### TASK BRIEF
Pull out every line of the records that contains the word "white", and list those lines in the order they appear.

Raw records:
[Start]

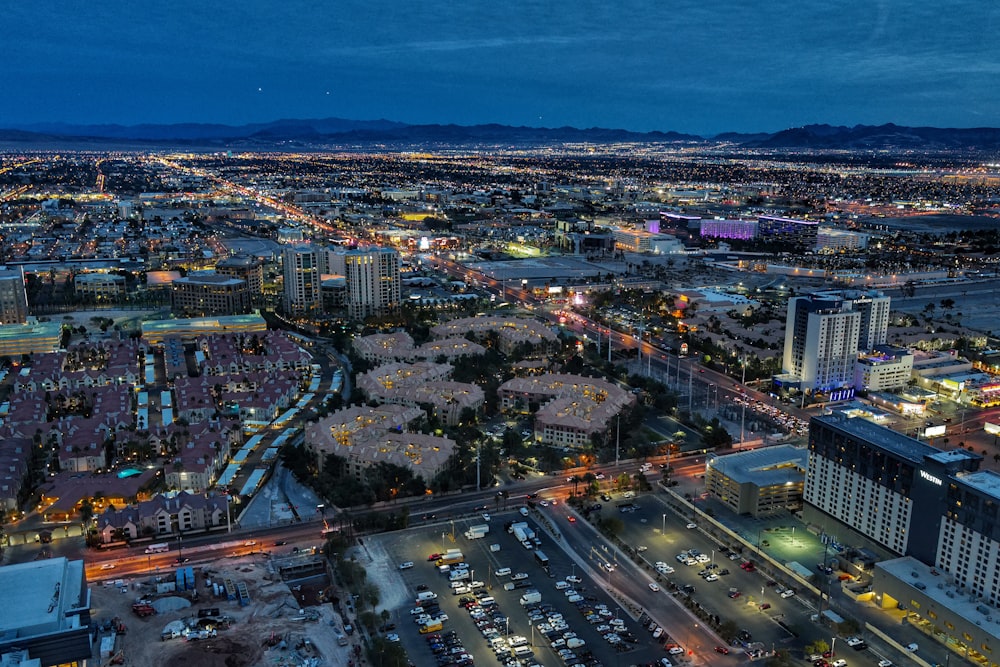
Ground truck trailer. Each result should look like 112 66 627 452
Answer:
465 523 490 540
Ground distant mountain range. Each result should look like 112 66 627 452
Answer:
0 118 1000 151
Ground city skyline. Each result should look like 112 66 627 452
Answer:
0 0 1000 135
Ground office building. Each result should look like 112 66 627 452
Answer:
0 269 28 324
282 245 322 315
170 274 251 317
0 558 94 667
803 413 982 563
344 247 401 319
854 345 913 391
781 292 889 391
215 255 264 305
705 445 809 517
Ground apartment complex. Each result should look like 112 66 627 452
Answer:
0 269 28 324
497 373 636 448
357 361 486 426
170 274 251 317
73 273 125 301
305 405 455 481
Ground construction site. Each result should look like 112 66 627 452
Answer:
91 552 360 667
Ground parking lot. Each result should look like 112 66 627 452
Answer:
384 512 684 667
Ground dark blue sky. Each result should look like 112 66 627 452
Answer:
7 0 1000 134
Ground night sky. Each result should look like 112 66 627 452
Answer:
0 0 1000 134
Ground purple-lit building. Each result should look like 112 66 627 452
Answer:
757 215 819 248
701 220 757 241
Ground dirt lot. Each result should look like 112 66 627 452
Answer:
91 557 352 667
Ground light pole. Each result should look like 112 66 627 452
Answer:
740 358 747 447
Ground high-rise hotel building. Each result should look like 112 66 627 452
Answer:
343 247 401 319
282 245 321 315
782 292 889 391
803 413 982 563
0 269 28 324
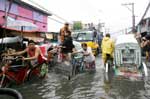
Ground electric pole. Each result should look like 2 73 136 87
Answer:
122 3 136 33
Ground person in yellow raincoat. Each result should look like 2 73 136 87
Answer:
101 33 114 65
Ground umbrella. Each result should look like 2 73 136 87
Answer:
7 20 38 31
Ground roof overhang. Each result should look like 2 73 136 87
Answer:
13 0 52 16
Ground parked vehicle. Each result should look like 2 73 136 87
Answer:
0 56 47 87
54 41 84 79
109 34 148 77
74 31 100 56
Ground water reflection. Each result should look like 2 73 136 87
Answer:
11 56 150 99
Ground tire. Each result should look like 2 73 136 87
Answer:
0 88 23 99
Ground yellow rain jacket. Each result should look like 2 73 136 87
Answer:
101 37 114 58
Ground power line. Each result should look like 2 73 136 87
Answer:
140 2 150 22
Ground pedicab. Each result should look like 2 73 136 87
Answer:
106 34 148 78
54 41 84 80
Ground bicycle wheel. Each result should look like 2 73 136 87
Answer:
0 75 11 88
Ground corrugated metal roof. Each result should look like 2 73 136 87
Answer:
13 0 52 16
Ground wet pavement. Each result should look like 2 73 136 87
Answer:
8 57 150 99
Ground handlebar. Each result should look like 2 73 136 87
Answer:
3 56 23 60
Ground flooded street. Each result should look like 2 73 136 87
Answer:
10 57 150 99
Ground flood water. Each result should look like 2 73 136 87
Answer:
10 57 150 99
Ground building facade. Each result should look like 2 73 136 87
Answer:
0 0 51 32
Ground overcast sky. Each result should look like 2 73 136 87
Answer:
25 0 150 32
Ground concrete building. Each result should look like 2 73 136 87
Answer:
0 0 51 32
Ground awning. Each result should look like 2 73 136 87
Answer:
3 20 39 32
46 33 53 39
24 36 44 42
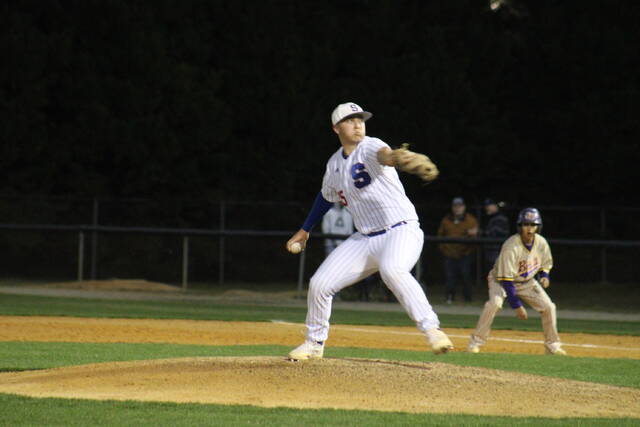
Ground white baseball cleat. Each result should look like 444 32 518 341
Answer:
289 340 324 360
544 343 567 356
467 335 481 353
427 329 453 354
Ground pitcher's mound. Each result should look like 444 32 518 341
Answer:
0 357 640 417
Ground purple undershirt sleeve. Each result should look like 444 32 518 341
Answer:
500 280 522 309
302 192 333 232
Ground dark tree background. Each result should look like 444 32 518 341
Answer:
0 0 640 206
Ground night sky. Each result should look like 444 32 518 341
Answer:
0 0 640 207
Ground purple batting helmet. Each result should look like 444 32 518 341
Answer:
516 208 542 230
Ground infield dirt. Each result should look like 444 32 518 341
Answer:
0 316 640 418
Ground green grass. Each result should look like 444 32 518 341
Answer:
0 342 640 388
0 294 640 426
0 295 640 336
0 394 638 427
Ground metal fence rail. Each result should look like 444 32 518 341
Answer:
0 224 640 289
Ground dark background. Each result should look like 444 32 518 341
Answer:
0 0 640 283
0 0 640 206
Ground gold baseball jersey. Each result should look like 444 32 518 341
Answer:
489 234 553 283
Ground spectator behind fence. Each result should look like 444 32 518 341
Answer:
482 198 509 274
438 197 478 304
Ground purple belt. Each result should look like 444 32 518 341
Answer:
366 221 407 237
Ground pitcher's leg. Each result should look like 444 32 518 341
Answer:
460 255 473 301
305 234 374 341
372 223 440 333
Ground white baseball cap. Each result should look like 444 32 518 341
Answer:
331 102 373 126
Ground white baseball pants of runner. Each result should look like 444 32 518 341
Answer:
471 279 560 348
305 221 440 341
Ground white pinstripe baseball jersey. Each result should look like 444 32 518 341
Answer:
322 136 418 234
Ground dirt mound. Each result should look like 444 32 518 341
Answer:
0 357 640 417
41 279 182 292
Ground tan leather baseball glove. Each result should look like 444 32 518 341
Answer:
391 144 440 182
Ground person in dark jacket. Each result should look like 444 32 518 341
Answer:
482 198 510 273
438 197 478 304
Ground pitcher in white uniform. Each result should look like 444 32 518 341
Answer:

[End]

### EXERCISE SOLUTION
Ground white baseball cleat. Each result should look like 444 32 518 341
Ground white baseball cap. Each result should look like 444 32 518 341
Ground white baseball pants of runner. Each result should look like 444 32 518 341
Ground white pinstripe baseball jersey. Each result should look like 444 32 518 341
Ground pitcher in white uniform. Each result should look like 444 32 518 341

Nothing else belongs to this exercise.